Directions — Write out the passage from the letter on sermon delivery starting with "and more, till" and going on through "how to begin.", substituting "straitjacket" for "strait jacket".

Page excerpt —
I am very affectionately, &c.

MY DEAR E.

LETTER XVI.

I need not tell you, that a great deal depends upon the manner, as well as the matter of your preachingupon the delivery as well as the preparation of your sermons. If you must be deficient anywhere, I had rather have it in the form, than the power; in the speaking, than in the doctrine; in the utterance, than in the thoughts. Still the manner is important. Always begin on a low key, and speak very slow at first, especially in a large house, or indeed in any house, to which you are not accustomed. This is the only way to try your voice, and get a perfect command of it. Some of the remotest of the congregation may not be able to hear the first sentence or two quite perfectly, I know; but if you enunciate every syllable distinctly, and linger as it were, for a moment, till every voice is hushed and every eye is fixed, hardly a word will be lost. Having commenced in this manner, you will find no difficulty in gradually raising your voice and increasing the volume of sound, so as to fill almost any church with great ease.

But if you strike a high note the very first sentence, and speak rapidly, you will from that moment lose the control of your voice. You cannot come down to a lower key, however sensible you may be of your mistake, or however anxious to correct it. You can rise and strain your organs more

and more, till you are perfectly exhausted; but you cannot fall a note. Whoever may perceive your embarrassment and perspiration, and pity you, there you are, beyond the reach of help. Under such circumstances, proper inflections, cadences and emphasis are out of the question. Every thing is forced and unnatural. You have put yourself into a strait jacket, and you must wear it. Now this is entirely unnecessary. You have only to begin with short sentences and with a natural tone and pitch of voice, and your kindling emotions will do the rest. Some ministers complain of the weakness of their lungs and the extreme fatigue of preaching, who would find that they have vocal power enough for any ordinary place of worship, if they would only learn how to begin.

In public speaking, whatever may be the compass of your voice, let your articulation be distinct. This is essential to good speaking in the pulpit and everywhere else. Some preachers who have voice enough to speak to the waves in a storm, and who almost deafen you with their thunder, are not understood for want of proper enunciation; while the clear mellow tones of others, who cannot make half the noise, fall upon the ear like sweet music, and every word is understood. I know a living preacher, whose whisper can be heard and make the blood of his audience thrill, in every part of the largest churches.

Recorded data —
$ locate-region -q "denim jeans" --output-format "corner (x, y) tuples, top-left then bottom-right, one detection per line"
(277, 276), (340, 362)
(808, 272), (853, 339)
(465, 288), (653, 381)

Solution to this exercise —
and more, till you are perfectly exhausted; but you cannot fall a note. Whoever may perceive your embarrassment and perspiration, and pity you, there you are, beyond the reach of help. Under such circumstances, proper inflections, cadences and emphasis are out of the question. Every thing is forced and unnatural. You have put yourself into a straitjacket, and you must wear it. Now this is entirely unnecessary. You have only to begin with short sentences and with a natural tone and pitch of voice, and your kindling emotions will do the rest. Some ministers complain of the weakness of their lungs and the extreme fatigue of preaching, who would find that they have vocal power enough for any ordinary place of worship, if they would only learn how to begin.